Fragmenten uit dataset
┌──
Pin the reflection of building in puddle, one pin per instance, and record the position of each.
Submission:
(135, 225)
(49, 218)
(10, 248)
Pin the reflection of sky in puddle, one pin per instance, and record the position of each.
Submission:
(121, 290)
└──
┌──
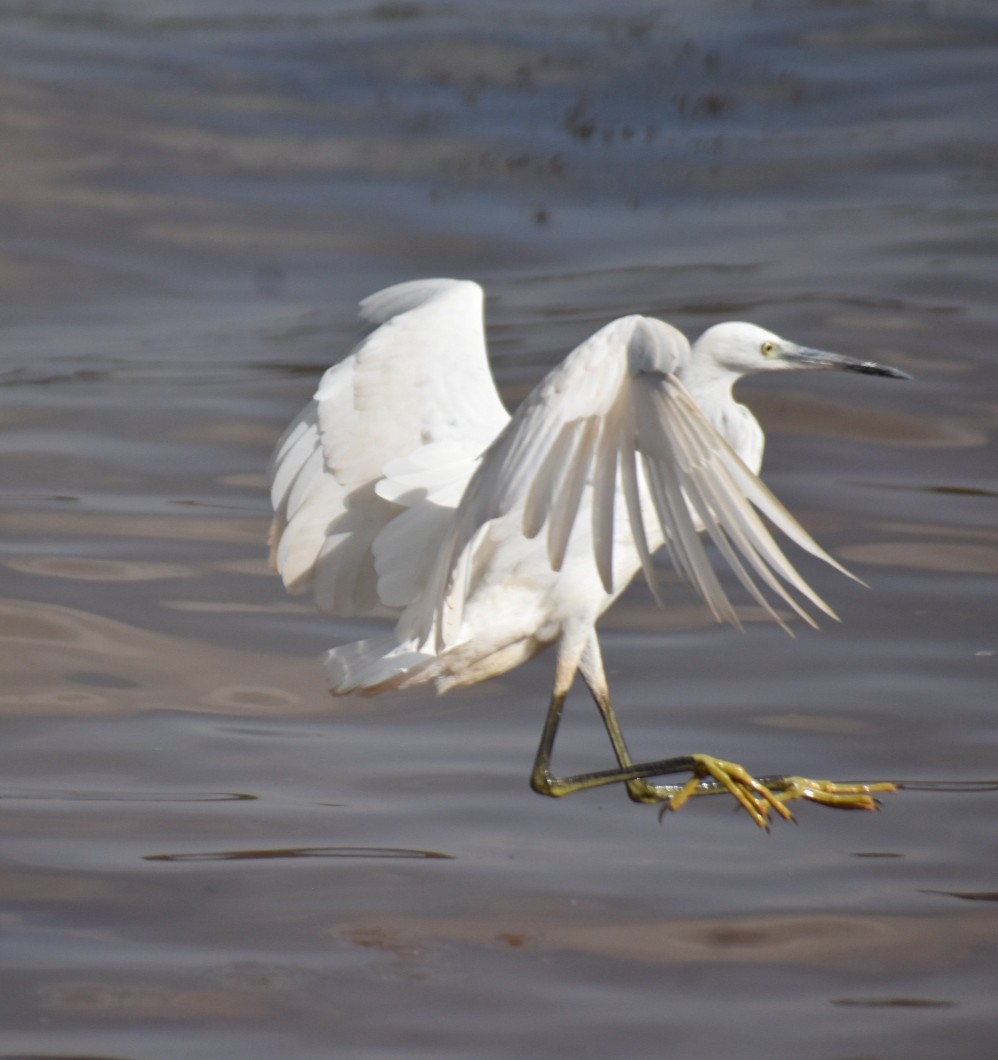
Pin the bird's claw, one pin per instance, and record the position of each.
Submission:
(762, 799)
└──
┌──
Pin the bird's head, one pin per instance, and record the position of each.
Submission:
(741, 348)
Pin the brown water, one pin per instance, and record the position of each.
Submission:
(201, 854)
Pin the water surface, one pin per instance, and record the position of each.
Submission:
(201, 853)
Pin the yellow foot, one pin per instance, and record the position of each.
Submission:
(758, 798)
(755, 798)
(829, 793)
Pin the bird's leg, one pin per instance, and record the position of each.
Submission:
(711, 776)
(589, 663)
└──
Taakvereisten
Haal uit de rijen hierboven elke regel die het woord "position" bevat en neem die regels ongewijzigd over. Hoofdletters en kleine letters tellen daarbij mee.

Schriftelijk antwoord
Pin the reflection of building in puddle, one pin per instance, and record the position of each.
Pin the reflection of sky in puddle, one pin per instance, and record the position of each.
Pin the bird's claw, one pin per instance, and record the position of each.
Pin the bird's head, one pin per instance, and record the position of each.
Pin the brown water, one pin per instance, and record the position of each.
Pin the water surface, one pin per instance, and record the position of each.
Pin the yellow foot, one pin per instance, and record the position of each.
Pin the bird's leg, one pin per instance, and record the position of each.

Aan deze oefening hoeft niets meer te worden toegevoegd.